# [WHAT IS NEEDED]
Give back, unchanged, each line from the one containing "Question. Identify every instance of the sailor in purple" through the last line of the entries below.

[Location labeling records]
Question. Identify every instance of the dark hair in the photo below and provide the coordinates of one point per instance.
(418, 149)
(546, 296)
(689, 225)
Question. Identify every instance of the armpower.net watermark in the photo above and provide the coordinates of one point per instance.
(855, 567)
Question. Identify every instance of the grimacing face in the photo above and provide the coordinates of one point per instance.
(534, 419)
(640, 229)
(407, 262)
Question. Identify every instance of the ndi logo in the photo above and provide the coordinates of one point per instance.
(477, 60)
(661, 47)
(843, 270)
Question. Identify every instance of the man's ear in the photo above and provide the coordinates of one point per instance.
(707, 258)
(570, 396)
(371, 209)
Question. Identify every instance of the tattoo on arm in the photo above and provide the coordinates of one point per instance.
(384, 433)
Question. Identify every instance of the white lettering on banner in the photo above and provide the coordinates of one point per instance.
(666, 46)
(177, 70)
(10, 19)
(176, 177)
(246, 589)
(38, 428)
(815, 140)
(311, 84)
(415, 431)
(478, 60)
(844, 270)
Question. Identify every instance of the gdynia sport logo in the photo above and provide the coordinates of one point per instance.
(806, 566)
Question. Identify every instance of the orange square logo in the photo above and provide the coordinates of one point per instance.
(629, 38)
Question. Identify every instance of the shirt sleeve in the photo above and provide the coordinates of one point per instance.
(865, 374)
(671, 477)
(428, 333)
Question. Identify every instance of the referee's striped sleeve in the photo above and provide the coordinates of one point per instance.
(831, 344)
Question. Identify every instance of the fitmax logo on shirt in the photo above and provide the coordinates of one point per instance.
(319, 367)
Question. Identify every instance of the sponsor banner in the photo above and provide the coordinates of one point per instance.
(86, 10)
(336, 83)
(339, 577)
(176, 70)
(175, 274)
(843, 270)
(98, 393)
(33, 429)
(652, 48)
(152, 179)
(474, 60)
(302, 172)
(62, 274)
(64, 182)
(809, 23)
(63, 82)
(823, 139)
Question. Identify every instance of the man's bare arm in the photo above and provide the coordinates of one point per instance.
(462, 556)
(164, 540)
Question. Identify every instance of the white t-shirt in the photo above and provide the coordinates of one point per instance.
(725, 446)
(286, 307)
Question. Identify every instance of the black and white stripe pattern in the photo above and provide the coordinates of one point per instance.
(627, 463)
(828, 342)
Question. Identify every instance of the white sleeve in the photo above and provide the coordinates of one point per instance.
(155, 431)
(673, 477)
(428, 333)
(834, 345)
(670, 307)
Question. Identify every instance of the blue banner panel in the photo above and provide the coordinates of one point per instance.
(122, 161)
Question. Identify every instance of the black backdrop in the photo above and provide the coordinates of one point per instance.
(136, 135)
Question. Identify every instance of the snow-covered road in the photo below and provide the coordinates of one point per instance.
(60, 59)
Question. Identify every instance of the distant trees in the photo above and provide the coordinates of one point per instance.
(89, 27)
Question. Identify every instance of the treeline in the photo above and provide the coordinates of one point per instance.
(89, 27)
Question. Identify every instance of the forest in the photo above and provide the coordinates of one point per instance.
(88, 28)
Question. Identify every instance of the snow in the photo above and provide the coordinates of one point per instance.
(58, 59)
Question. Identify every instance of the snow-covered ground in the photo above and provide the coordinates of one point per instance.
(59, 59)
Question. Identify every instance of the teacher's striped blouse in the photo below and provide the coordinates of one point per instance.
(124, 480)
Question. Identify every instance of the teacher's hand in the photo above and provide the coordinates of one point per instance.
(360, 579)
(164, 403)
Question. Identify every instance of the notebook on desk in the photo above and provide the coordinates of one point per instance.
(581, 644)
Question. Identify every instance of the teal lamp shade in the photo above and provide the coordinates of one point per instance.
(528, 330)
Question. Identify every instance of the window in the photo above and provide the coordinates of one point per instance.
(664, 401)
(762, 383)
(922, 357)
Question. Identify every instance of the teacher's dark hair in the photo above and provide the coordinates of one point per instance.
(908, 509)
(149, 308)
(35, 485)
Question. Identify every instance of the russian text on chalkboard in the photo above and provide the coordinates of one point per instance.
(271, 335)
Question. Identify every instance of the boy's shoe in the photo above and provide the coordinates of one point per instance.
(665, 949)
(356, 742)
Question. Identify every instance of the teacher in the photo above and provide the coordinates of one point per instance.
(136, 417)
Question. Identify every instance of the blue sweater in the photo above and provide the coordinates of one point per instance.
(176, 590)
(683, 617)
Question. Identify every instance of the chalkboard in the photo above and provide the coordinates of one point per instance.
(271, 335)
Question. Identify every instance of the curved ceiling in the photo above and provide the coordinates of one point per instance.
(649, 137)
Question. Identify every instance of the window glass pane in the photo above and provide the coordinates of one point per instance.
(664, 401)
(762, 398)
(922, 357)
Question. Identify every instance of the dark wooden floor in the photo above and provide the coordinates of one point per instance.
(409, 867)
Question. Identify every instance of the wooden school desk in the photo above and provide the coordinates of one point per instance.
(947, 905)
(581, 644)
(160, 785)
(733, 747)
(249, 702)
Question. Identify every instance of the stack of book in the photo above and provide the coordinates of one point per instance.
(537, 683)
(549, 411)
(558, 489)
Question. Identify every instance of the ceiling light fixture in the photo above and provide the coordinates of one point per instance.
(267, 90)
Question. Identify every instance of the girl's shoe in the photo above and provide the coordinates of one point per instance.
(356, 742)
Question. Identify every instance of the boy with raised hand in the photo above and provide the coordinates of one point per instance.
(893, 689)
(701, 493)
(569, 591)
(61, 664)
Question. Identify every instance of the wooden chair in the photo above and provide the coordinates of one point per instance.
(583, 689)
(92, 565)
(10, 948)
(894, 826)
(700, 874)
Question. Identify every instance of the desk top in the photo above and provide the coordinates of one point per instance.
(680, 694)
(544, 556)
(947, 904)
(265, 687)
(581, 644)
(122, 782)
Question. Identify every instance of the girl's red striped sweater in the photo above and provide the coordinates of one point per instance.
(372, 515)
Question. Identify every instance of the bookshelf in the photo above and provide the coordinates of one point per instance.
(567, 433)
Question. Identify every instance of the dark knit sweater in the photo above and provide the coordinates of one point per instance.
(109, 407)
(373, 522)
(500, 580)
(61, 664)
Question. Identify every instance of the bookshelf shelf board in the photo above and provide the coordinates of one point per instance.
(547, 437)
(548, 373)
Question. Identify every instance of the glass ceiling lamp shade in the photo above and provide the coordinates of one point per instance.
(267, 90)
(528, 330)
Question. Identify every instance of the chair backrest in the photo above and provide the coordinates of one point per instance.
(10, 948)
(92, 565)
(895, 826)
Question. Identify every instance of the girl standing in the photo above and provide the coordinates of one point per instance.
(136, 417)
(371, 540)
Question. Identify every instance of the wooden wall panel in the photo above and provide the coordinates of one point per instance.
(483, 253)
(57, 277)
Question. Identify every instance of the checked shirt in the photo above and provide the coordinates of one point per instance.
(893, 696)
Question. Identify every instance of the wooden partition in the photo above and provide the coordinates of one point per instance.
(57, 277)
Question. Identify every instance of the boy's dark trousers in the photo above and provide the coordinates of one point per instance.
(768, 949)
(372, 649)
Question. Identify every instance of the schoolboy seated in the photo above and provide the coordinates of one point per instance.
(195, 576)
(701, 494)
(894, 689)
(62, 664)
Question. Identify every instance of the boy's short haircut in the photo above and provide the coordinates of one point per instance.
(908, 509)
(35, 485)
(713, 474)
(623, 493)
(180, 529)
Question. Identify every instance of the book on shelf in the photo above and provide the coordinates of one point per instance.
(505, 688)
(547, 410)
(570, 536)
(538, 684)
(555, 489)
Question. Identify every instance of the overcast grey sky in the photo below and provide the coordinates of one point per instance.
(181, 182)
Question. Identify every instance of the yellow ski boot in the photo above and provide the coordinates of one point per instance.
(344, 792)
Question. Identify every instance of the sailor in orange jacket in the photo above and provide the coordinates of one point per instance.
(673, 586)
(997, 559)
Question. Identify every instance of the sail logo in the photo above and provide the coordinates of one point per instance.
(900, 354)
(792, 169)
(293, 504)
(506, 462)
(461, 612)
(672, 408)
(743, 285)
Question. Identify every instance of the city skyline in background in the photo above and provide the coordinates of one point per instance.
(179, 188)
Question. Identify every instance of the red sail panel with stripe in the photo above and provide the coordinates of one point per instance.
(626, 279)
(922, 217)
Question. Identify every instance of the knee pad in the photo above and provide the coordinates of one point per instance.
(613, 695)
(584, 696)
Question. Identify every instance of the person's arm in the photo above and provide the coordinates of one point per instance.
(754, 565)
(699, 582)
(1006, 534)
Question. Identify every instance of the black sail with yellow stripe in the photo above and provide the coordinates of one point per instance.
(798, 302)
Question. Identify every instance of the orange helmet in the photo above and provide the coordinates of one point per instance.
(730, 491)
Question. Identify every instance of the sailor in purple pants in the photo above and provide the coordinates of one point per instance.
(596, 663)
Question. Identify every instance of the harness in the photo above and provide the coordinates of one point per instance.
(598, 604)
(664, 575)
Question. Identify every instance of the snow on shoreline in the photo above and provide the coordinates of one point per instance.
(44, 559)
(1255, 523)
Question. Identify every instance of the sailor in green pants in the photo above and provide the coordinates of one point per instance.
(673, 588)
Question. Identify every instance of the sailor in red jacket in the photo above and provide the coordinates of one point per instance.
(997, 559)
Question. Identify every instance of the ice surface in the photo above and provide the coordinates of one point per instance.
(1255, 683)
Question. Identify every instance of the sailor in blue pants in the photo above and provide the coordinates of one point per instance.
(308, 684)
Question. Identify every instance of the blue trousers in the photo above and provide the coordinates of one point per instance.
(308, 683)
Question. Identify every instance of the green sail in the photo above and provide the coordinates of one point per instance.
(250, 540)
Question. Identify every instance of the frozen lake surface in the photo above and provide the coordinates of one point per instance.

# [RESPONSE]
Question. Identify every instance of the sailor in purple pants in the photo above and provide the coordinates of one point per instance.
(596, 663)
Question. Identify every instance of the harness in the photo above and provide the coordinates of one point per instance.
(598, 604)
(664, 575)
Question. Identify every instance of the snow on shoreline in the photo above and provide the coordinates of one point per instance.
(44, 559)
(1255, 523)
Question. Identify every instance of the sailor in green pants in the photo above and provide the coordinates of one point per instance.
(673, 588)
Question. Identify every instance of the sailor in red jacket in the photo above and provide the coordinates of one point per instance.
(997, 559)
Question. Identify every instance of the ice surface in the photo above and provide the coordinates of one point per instance.
(1255, 683)
Question. Identify every instance of the sailor in blue pants in the photo above and provide the coordinates of one point per instance.
(308, 684)
Question. Identify every instance of the blue trousers in the photo above and provide the coordinates of one point per instance.
(308, 683)
Question. Identify every instance of the green sail in the photo above and provide the coordinates of one point per instance.
(250, 540)
Question. Identify every instance of the frozen lake surface in the photo above and provide the coordinates of one point per instance.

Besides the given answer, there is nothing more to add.